Work to be completed — Copy out the listing in full, exactly as written, but not its pictures.

[Records from a point labeling set]

__________

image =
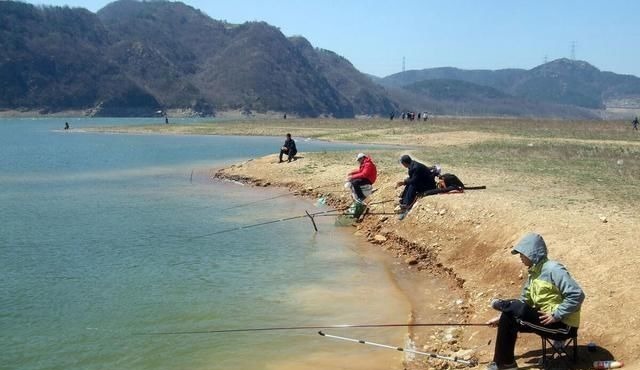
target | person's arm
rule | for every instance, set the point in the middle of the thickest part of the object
(413, 176)
(572, 294)
(358, 173)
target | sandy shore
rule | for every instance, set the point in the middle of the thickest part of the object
(465, 238)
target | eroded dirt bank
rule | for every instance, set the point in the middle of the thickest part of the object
(466, 239)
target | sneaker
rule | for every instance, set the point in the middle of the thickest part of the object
(494, 366)
(499, 304)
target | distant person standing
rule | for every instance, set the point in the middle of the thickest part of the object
(288, 148)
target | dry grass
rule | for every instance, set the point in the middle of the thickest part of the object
(599, 155)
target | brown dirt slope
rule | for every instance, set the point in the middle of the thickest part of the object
(467, 237)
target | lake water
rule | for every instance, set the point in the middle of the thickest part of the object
(102, 245)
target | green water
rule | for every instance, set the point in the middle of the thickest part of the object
(101, 246)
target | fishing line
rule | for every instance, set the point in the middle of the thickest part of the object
(469, 363)
(313, 327)
(310, 215)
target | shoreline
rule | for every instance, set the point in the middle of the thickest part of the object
(406, 277)
(574, 182)
(465, 238)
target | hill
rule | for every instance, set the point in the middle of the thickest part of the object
(54, 60)
(562, 82)
(134, 58)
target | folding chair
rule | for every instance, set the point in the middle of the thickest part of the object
(565, 348)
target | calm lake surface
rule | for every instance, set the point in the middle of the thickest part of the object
(103, 243)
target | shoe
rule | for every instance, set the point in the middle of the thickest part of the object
(499, 304)
(494, 366)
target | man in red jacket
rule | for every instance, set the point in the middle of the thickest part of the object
(364, 175)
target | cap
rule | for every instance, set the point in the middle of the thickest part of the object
(528, 243)
(405, 159)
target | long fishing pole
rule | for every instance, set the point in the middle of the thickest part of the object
(312, 327)
(275, 197)
(469, 363)
(311, 215)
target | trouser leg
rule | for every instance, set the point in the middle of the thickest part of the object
(356, 184)
(282, 151)
(517, 316)
(409, 195)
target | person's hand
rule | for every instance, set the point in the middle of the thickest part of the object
(493, 322)
(546, 318)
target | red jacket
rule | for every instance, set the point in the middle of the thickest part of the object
(367, 171)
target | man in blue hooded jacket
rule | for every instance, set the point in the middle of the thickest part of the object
(549, 304)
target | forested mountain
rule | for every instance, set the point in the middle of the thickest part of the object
(565, 82)
(138, 57)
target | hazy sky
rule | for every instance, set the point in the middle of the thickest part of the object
(375, 35)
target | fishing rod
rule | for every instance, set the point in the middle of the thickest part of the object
(469, 363)
(313, 327)
(275, 197)
(307, 214)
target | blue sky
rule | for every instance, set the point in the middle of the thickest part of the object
(470, 34)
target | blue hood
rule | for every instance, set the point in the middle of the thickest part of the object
(532, 246)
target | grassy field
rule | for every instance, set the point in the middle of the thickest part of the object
(602, 156)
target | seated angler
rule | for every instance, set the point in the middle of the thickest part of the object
(549, 304)
(421, 178)
(288, 148)
(365, 175)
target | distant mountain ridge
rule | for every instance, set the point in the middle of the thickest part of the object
(135, 58)
(560, 82)
(145, 56)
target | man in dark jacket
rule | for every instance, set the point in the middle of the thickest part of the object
(421, 178)
(288, 148)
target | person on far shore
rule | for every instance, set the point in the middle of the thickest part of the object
(366, 174)
(549, 304)
(421, 178)
(288, 148)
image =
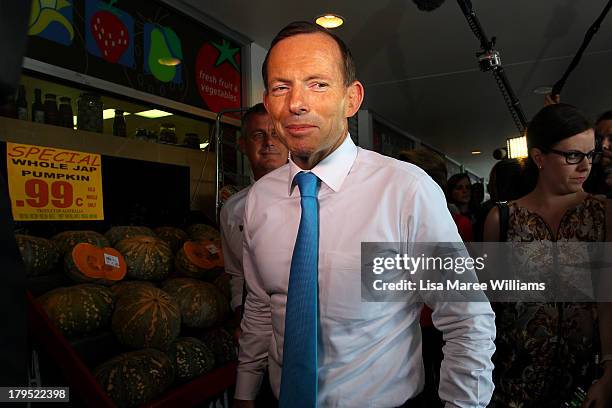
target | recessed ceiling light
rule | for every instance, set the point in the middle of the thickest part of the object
(329, 20)
(170, 62)
(153, 114)
(542, 90)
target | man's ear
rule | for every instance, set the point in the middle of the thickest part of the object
(356, 94)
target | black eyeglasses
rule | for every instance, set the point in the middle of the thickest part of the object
(576, 157)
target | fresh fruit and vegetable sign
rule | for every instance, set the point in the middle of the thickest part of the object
(54, 184)
(142, 44)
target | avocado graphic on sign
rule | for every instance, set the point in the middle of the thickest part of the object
(163, 53)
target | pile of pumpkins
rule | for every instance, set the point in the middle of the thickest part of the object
(148, 286)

__________

In response —
image =
target | person's arm
rule | for every instance, set the point in the middle of the thickest part of the object
(413, 176)
(572, 294)
(358, 173)
target | sandy shore
rule | for every instance, set the point in the middle of the thickest part of the object
(465, 238)
target | eroded dirt bank
rule | for every instance, set the point in the middle of the thickest part of the object
(466, 239)
target | sneaker
rule | for every instance, set the point in the middle of the thickest part of the object
(494, 366)
(499, 304)
target | distant person standing
rule | for every instance, set the point in the middle of the thickest part of the object
(288, 148)
target | dry grass
rule | for every instance, set the point in the middle of the thickest part of the object
(599, 155)
target | brown dirt slope
rule | for every instance, set the point in the middle of the thickest part of the object
(467, 237)
target | lake water
rule | for every instance, set the point in the middle of the thickest part of the object
(102, 245)
target | green water
rule | for every instance, set the point in the middle of the thickest part of the object
(101, 246)
target | fishing line
rule | for every instance, set the point in the middle of the thickest part of the object
(469, 363)
(313, 327)
(310, 215)
target | shoreline
rule | for every instance, set the point in the middle of the thickest part of the object
(406, 277)
(574, 182)
(465, 238)
target | hill
rule | for every instance, set the point in the middle of the thickest part of the object
(54, 60)
(562, 82)
(134, 58)
target | folding chair
rule | for every instance, set the point in the middle of the thickest part of the object
(565, 348)
target | calm lake surface
rule | for every instance, set the point in the middle of the thickest part of the object
(103, 243)
target | shoe
rule | for every instance, set the point in the middle of the thickest part of the object
(499, 304)
(494, 366)
target | man in red jacket
rule | for every instance, set the point in the middle of the thickest part of the object
(364, 175)
target | cap
rule | for every instance, set the point in the middle of the thickest part of the object
(528, 243)
(405, 159)
target | long fishing pole
rule | for every instance, set the point in the middle of the thickest part of the object
(312, 327)
(275, 197)
(469, 363)
(311, 215)
target | trouser leg
rule | for every instance, set the point in the middle of the thickest part of the object
(356, 184)
(282, 151)
(517, 316)
(409, 195)
target | person's hand
rule | for every instance, set the point in the middle of the thickest part of the object
(493, 322)
(546, 318)
target | red jacket
rule | for every instance, set the point in the middle of the thickest part of the object
(367, 171)
target | man in blue hooded jacket
rule | for every instance, set the point in the middle of the thickest part of the object
(549, 304)
target | forested mountain
rule | for every instance, set the point in the middle of the thickest part of the object
(565, 82)
(138, 57)
target | hazy sky
rule | for every instance, set the point in the middle of the thickest part of the object
(375, 35)
target | fishing rod
rule | for every instance, set the point in the middle of the thickest part of the object
(469, 363)
(313, 327)
(275, 197)
(307, 214)
target | blue sky
rule | for every instance, set the point in the middle of the thickest part of the object
(470, 34)
target | blue hood
rule | for every instance, set the point in the middle of the thickest part of the object
(532, 246)
target | grassy field
rule | for every instance, set the point in the middle of the thickest part of the object
(602, 156)
target | seated angler
rule | for every instance, set the point in the middle of the thickest part of the object
(549, 304)
(421, 178)
(288, 148)
(365, 175)
target | distant mountain ridge
rule | for every instance, set the point in the middle of the thickest part of the object
(135, 58)
(560, 82)
(145, 56)
target | man in dark jacket
rule | for every instance, set the point in the middle of the thickest part of the object
(421, 178)
(288, 148)
target | person on far shore
rule | for every instance, set the point in the middle of the thickest part of the object
(366, 174)
(549, 304)
(421, 178)
(288, 148)
image =
target | recessed ceiling light
rule | for every instance, set the point in the middle of the thickest part of the object
(329, 20)
(170, 62)
(153, 114)
(542, 90)
target | man's ear
rule | for every instance, set the point in the middle of the thickest part of the object
(356, 94)
target | black eyeglasses
rule | for every instance, set the point in the middle of the thickest part of the object
(576, 157)
target | fresh fruit and vegetable sign
rule | for every instance, set the point in the middle of the thickest part of the object
(54, 184)
(142, 44)
target | avocado graphic on sign
rule | for every instance, set the point in the middle of the thickest part of the object
(163, 53)
target | pile of pumpkins
rule | for every instance, set the point in the middle of the thickest part of the object
(148, 286)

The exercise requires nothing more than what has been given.